Stored items from a collection:
————
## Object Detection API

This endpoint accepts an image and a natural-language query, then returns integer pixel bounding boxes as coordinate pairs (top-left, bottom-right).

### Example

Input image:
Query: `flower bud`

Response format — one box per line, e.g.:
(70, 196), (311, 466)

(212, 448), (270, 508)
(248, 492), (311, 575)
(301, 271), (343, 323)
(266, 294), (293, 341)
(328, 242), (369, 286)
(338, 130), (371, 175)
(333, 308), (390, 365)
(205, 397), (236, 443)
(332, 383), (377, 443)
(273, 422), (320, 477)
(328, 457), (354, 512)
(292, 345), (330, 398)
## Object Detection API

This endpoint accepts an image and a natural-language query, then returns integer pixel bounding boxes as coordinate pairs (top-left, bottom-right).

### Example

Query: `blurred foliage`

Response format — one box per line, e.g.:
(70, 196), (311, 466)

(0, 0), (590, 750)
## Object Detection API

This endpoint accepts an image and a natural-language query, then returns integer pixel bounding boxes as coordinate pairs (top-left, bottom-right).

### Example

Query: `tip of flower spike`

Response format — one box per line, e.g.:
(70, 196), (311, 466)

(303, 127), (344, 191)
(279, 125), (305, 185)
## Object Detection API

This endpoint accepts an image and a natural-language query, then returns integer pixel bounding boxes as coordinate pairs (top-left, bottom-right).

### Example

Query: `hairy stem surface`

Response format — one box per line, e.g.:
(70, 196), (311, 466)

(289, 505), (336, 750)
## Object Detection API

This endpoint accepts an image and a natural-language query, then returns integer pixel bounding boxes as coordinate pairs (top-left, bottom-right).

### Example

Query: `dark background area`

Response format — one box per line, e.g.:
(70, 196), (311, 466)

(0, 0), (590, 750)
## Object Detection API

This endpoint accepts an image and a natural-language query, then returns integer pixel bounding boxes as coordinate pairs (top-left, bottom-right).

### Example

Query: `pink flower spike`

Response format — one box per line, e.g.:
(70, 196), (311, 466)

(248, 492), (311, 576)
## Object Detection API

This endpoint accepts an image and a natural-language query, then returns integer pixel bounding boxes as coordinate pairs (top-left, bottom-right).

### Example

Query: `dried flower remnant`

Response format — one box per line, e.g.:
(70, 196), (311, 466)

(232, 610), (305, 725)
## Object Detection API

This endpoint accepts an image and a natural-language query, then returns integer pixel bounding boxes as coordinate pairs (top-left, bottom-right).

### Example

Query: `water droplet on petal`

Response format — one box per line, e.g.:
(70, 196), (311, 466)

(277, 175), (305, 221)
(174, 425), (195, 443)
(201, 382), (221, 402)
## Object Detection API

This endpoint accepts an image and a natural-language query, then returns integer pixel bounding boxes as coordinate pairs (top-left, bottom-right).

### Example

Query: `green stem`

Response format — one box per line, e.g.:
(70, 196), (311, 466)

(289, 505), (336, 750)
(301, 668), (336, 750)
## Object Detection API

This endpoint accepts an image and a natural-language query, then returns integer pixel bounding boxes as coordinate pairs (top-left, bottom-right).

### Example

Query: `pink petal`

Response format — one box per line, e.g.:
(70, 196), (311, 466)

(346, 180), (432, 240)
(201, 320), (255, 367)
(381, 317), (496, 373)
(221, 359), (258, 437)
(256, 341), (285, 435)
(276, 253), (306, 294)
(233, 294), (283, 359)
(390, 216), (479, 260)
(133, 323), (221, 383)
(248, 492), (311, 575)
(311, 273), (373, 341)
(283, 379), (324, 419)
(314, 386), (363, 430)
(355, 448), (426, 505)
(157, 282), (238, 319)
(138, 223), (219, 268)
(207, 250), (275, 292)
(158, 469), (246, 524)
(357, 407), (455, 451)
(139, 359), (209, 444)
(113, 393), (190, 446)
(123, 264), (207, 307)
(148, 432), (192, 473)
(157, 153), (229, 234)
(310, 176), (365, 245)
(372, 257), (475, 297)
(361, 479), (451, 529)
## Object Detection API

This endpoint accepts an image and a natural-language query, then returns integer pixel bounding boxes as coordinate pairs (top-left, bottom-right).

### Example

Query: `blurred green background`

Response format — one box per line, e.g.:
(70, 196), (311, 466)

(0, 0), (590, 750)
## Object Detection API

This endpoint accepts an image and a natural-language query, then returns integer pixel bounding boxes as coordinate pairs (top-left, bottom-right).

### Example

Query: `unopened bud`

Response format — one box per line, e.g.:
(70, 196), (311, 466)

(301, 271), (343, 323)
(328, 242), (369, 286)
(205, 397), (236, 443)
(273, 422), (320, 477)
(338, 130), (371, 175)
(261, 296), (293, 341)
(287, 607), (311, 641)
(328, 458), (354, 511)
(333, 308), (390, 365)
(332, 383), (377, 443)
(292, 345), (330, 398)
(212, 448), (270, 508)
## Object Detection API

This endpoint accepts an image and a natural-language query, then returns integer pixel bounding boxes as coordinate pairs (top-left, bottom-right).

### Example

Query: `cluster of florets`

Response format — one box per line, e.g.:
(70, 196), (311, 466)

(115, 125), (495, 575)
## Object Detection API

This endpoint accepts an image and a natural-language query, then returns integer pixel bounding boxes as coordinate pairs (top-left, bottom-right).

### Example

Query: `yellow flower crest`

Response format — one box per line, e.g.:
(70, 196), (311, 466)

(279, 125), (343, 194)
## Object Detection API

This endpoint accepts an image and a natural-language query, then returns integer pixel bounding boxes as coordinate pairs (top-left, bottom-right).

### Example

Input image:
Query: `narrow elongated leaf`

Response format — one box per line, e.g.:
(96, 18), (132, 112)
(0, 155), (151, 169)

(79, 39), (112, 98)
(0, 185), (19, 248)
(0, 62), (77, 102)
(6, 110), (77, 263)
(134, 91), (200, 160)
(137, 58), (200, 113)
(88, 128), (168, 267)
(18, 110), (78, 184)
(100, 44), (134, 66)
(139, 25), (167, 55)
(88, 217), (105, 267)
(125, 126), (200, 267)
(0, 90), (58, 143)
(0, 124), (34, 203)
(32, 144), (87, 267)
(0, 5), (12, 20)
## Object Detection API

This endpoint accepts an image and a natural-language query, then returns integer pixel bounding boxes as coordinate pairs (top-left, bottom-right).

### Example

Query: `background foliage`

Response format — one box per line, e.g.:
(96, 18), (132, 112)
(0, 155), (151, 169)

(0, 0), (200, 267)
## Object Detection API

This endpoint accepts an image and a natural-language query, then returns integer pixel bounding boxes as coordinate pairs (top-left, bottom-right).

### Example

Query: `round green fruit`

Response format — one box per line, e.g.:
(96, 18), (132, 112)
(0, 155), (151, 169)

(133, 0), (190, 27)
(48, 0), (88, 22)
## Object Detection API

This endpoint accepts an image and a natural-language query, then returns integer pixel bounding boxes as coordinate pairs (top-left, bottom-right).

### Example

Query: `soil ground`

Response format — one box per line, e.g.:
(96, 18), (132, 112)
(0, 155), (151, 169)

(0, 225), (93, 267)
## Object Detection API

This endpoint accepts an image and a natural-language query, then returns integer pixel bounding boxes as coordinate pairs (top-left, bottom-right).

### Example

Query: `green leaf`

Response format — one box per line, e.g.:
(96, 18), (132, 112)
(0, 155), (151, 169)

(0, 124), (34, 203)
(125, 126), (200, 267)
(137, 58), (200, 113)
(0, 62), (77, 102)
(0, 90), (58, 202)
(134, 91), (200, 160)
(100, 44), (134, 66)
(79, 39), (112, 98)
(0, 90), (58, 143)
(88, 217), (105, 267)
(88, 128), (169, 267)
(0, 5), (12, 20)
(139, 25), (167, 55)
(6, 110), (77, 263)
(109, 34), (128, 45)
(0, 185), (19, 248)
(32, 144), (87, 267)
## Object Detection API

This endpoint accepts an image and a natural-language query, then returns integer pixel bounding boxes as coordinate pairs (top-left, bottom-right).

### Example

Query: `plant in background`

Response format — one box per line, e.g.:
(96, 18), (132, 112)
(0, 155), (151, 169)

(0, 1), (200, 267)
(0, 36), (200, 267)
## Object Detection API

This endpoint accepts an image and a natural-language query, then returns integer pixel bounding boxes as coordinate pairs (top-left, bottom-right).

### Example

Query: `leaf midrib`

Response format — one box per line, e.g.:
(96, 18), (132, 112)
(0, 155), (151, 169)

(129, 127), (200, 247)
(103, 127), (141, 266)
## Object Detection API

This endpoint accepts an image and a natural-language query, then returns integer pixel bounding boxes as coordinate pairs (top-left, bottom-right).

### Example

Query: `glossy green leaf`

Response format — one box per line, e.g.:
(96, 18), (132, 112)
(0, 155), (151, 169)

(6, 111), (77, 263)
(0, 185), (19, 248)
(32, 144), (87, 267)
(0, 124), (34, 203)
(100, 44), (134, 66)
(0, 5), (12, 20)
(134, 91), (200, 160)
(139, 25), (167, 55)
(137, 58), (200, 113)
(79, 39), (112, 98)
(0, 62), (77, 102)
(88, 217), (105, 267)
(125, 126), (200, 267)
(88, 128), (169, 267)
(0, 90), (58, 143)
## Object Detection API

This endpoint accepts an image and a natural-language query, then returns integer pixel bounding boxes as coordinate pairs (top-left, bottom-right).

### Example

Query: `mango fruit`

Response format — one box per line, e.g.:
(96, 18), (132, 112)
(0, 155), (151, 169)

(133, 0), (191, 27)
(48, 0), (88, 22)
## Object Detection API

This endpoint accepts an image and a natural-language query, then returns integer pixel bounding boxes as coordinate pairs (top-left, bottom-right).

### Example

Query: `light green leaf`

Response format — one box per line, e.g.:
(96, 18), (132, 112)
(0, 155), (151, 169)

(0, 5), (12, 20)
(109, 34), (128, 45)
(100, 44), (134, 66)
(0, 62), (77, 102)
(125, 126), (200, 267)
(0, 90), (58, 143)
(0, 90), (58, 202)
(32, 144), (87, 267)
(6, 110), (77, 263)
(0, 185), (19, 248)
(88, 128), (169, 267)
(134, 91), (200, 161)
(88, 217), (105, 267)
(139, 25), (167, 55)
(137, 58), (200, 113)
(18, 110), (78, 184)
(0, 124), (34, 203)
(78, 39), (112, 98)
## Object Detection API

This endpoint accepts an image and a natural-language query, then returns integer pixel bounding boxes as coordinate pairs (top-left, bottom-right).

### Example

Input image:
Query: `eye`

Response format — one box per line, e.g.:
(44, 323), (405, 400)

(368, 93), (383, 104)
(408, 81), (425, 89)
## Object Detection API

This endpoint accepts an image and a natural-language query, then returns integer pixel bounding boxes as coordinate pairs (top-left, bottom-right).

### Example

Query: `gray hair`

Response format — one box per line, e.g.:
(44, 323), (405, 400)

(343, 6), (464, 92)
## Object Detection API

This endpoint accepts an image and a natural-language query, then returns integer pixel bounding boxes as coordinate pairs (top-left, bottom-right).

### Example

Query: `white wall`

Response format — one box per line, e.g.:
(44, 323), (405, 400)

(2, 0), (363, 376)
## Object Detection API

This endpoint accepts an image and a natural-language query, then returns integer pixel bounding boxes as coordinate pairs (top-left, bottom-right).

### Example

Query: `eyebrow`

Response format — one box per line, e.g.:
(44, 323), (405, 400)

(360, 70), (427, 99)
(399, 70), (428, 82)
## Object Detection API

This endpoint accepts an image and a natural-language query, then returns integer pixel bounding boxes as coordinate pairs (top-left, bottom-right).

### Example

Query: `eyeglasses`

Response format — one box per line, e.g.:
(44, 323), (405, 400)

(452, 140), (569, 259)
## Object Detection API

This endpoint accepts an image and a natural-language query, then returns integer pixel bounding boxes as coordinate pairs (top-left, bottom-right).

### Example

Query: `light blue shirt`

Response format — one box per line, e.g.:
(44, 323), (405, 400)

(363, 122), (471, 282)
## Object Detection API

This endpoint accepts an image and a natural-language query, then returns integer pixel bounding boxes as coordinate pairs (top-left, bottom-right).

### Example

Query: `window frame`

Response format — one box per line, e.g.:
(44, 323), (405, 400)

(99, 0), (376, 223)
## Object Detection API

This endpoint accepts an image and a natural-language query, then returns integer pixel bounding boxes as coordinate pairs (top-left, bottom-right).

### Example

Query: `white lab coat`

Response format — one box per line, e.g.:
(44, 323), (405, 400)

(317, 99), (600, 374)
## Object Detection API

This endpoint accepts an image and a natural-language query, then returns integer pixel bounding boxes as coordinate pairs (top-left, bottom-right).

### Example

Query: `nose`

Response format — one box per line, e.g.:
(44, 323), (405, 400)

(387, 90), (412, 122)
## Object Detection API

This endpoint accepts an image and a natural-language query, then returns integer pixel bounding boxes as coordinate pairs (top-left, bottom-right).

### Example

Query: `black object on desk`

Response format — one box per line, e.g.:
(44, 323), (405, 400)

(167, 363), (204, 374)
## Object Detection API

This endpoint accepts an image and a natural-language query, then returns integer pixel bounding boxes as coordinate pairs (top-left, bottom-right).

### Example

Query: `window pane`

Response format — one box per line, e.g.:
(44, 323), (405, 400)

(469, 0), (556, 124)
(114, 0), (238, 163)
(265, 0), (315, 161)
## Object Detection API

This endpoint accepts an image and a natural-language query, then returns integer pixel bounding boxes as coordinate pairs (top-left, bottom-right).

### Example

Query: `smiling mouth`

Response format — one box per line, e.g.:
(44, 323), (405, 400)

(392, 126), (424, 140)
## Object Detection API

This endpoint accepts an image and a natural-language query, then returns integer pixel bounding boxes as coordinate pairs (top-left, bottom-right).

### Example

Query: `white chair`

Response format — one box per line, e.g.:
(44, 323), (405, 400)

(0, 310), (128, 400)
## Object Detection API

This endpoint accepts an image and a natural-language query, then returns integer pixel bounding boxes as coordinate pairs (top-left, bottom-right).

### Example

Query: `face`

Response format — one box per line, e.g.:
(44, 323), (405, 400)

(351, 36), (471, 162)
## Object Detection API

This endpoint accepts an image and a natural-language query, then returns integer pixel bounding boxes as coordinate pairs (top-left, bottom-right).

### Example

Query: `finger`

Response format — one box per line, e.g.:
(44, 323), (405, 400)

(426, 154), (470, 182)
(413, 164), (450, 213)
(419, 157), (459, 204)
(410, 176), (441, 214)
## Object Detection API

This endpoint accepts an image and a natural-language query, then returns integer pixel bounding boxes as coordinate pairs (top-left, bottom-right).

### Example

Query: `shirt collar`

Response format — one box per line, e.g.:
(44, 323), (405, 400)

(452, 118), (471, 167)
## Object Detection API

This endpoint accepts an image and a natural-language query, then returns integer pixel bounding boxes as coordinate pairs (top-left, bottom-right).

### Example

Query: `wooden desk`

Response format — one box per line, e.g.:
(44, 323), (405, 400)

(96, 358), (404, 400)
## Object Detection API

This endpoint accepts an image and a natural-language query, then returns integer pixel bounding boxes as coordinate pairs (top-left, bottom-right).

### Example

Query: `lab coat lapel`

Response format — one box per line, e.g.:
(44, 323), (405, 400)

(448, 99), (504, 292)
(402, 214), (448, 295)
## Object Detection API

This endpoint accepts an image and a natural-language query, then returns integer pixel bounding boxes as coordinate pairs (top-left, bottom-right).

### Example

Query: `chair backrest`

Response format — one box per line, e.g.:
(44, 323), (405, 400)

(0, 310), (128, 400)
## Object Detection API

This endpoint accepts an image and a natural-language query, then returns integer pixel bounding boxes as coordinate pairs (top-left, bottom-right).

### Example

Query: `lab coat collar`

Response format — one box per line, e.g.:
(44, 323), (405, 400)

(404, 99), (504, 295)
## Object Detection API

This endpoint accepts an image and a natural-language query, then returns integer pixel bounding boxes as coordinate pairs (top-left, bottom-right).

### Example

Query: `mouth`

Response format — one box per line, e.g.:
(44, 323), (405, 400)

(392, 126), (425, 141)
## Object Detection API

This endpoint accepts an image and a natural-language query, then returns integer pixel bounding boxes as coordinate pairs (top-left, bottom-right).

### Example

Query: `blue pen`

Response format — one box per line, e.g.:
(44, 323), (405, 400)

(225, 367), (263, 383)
————
## STATED PROBLEM
Reproduce the lines starting at the first one and ending at the line that contains "(279, 125), (305, 185)", switching every "endpoint" to "service" and leaving everything else unchanged.

## OUTPUT FOR THIS TASK
## Object Detection API

This service accepts an image and a natural-language query, then returns integer pixel bounding boxes as coordinate pairs (top-left, bottom-right).

### Example

Input image:
Query: `flower bud`

Response format — one box per line, e.g.:
(70, 196), (311, 466)

(212, 448), (270, 508)
(248, 492), (311, 575)
(301, 271), (343, 323)
(266, 294), (293, 341)
(328, 242), (369, 286)
(338, 130), (371, 175)
(333, 308), (390, 365)
(205, 397), (236, 443)
(332, 383), (377, 443)
(273, 422), (320, 477)
(328, 457), (354, 512)
(292, 345), (330, 398)
## Object Detection API

This service accepts an image and a natural-language query, then returns integer pixel bounding boxes as coordinate pairs (top-left, bottom-right).

### Example

Query: `blurred foliage`

Response format — one box per line, e.g.:
(70, 196), (311, 466)

(0, 0), (590, 750)
## Object Detection API

This service accepts an image and a natural-language query, then returns integer pixel bounding boxes as coordinate pairs (top-left, bottom-right).

### Example

Query: `tip of flower spike`

Response format — one box per line, e.g.:
(70, 196), (311, 466)

(303, 127), (344, 191)
(279, 125), (305, 185)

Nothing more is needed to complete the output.